Problem to solve: In the items below, swap "sandy soil" for "dry soil" and reproduce only the lines from the line with "Could you point out the green tree" to the line with "column 437, row 410", leaving everything else in them unchanged.

──────── Records ────────

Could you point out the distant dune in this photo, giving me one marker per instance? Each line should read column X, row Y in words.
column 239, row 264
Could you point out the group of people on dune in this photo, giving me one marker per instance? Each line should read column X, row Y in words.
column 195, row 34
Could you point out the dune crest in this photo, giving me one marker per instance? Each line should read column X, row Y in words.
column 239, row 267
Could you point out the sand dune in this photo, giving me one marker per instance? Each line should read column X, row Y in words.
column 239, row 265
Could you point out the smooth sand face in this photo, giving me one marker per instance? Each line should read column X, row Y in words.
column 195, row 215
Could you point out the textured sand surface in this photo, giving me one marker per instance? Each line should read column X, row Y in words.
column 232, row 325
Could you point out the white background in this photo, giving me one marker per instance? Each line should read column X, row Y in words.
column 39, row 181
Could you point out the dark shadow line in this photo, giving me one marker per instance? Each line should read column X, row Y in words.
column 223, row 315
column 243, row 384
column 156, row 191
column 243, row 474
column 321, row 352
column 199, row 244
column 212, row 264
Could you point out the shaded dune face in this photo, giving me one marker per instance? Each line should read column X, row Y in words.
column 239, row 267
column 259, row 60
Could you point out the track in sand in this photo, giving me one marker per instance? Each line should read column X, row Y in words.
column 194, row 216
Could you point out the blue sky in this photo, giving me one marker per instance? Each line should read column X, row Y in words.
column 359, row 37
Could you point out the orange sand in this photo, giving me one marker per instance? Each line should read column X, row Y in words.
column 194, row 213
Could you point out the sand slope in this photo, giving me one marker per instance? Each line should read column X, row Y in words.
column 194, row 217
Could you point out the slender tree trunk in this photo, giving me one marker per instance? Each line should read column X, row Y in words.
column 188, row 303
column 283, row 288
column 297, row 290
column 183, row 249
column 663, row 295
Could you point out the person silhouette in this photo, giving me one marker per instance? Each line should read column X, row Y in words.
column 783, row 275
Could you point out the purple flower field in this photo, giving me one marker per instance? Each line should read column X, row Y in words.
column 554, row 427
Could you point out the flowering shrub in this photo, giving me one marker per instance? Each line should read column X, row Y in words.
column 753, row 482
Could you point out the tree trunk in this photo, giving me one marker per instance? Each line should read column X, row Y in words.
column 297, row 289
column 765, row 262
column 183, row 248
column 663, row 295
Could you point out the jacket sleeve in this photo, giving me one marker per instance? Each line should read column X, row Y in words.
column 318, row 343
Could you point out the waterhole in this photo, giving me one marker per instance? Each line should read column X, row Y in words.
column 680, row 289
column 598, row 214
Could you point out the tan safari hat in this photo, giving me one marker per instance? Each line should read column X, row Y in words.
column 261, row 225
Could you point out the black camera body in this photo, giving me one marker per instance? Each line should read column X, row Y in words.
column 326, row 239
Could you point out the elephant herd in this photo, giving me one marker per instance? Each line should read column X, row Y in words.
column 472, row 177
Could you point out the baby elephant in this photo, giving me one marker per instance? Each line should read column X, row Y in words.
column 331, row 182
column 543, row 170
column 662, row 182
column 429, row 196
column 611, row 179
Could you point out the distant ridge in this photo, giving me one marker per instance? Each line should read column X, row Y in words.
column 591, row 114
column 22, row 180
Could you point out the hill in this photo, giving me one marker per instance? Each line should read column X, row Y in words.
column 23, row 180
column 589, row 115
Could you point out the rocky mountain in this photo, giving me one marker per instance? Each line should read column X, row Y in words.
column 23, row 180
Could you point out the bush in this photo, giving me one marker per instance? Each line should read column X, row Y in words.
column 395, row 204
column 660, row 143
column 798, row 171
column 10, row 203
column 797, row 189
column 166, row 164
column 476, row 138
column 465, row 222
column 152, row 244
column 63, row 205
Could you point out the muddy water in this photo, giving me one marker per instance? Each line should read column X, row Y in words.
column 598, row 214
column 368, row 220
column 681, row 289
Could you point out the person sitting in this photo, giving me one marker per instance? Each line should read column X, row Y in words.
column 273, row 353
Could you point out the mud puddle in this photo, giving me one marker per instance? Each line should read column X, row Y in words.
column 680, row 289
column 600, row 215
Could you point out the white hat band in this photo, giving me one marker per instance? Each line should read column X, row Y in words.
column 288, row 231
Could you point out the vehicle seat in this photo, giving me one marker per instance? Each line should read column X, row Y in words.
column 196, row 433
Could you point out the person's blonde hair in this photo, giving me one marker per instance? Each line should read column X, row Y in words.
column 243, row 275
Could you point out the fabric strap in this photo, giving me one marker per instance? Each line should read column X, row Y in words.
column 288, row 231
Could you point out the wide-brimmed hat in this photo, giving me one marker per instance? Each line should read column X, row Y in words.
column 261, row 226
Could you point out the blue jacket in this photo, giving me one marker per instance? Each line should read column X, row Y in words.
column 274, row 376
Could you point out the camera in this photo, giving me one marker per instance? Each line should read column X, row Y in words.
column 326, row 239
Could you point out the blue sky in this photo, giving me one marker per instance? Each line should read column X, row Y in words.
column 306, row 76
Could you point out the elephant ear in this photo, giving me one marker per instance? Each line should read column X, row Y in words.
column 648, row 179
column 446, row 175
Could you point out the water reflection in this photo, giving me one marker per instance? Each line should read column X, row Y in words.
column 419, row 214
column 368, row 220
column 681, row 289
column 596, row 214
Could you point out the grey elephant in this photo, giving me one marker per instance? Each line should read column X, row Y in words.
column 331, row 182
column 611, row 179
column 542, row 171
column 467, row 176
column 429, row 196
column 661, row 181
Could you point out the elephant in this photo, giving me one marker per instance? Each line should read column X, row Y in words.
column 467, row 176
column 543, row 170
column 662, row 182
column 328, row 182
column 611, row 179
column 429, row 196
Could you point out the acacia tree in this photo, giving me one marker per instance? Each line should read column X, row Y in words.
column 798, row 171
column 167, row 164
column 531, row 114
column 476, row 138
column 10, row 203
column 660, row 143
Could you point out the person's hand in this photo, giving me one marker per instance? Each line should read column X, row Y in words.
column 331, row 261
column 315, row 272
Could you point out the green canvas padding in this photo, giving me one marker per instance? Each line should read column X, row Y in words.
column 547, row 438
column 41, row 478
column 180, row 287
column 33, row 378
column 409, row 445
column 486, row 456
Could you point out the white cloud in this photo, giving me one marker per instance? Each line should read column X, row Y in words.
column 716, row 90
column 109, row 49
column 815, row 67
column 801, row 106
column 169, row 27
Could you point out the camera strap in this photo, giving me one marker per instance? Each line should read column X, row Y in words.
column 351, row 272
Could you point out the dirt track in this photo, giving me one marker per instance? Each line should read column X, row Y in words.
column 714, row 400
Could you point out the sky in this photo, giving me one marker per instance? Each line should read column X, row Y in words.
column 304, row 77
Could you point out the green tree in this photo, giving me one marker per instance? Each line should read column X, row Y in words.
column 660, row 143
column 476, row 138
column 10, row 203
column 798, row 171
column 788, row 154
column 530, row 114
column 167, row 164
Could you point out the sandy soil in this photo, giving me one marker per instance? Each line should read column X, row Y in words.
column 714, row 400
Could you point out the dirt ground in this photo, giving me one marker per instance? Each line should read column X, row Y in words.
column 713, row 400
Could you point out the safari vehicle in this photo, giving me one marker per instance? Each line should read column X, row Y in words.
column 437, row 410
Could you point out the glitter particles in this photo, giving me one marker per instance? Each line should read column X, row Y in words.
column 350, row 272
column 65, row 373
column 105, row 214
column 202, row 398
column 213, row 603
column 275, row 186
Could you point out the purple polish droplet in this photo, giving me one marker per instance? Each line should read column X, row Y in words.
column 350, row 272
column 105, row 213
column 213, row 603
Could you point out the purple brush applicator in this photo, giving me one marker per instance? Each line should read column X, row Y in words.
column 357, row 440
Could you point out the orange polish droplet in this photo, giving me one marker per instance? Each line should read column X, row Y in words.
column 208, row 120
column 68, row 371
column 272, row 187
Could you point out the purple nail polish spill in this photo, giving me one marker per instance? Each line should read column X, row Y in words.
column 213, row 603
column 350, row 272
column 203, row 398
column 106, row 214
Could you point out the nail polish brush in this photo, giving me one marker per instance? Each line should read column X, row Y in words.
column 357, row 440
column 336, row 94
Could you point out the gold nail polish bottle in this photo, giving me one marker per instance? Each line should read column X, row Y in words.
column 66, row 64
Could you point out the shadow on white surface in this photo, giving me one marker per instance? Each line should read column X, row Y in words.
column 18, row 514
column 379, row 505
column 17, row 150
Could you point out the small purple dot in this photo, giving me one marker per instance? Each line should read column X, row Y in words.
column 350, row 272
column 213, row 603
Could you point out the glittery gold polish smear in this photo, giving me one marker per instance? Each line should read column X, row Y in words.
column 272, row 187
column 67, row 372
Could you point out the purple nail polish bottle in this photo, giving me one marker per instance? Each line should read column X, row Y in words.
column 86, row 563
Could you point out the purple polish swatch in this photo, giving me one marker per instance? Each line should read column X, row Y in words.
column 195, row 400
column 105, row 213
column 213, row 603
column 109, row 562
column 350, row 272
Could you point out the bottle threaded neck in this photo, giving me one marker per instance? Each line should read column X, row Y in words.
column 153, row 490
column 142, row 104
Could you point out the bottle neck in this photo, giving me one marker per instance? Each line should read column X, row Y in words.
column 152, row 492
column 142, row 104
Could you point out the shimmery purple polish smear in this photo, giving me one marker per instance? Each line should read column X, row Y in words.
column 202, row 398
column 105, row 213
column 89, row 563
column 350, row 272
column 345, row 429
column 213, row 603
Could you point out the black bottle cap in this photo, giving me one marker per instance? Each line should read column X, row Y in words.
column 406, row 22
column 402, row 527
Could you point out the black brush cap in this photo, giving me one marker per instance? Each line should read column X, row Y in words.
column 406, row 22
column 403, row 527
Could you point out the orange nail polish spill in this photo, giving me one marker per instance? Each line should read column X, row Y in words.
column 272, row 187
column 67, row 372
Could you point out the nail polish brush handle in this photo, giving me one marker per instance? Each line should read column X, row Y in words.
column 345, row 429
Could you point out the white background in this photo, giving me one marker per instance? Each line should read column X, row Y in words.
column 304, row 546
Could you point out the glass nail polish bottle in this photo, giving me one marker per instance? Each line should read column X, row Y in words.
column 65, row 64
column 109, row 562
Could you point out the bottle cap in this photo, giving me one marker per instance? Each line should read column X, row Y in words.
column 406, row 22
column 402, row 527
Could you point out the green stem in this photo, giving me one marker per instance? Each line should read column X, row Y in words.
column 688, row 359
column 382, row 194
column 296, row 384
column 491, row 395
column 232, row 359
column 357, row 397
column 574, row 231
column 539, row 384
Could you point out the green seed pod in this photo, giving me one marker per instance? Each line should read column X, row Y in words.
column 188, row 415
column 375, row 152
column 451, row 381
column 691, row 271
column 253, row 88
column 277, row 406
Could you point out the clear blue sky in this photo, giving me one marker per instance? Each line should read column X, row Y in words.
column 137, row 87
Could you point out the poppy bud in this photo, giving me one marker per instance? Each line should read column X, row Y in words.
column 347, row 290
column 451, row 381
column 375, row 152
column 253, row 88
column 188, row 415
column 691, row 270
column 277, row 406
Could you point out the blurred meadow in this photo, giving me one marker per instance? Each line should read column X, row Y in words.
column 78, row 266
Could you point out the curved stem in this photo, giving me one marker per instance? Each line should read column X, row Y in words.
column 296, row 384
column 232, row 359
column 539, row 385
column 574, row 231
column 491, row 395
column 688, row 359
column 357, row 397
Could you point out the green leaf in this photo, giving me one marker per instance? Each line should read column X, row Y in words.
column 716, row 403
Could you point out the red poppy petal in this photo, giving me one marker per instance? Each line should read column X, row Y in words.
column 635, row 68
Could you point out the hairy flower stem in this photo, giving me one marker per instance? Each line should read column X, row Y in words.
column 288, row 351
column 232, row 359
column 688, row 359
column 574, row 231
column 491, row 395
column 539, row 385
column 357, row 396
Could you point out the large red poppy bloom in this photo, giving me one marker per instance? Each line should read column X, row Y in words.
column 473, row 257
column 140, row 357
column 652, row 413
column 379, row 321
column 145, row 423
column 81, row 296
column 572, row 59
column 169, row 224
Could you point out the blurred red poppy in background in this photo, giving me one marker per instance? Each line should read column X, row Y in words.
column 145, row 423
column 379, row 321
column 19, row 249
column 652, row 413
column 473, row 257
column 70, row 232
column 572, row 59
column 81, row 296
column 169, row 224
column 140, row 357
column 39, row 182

────────

Answer to the exercise:
Could you point out the green tree in this photo, giving me one marker per instance? Each line should read column X, row Y in words.
column 660, row 143
column 476, row 138
column 10, row 203
column 798, row 171
column 788, row 154
column 530, row 114
column 167, row 164
Could you point out the dry soil in this photo, giving me one marker per instance? Each line should read column X, row Y in words.
column 714, row 400
Could you point out the dirt ground in this photo, giving me one marker per instance? Each line should read column X, row Y in words.
column 713, row 400
Could you point out the safari vehicle in this photo, giving me one marker per instance? Each line should read column X, row Y in words.
column 437, row 410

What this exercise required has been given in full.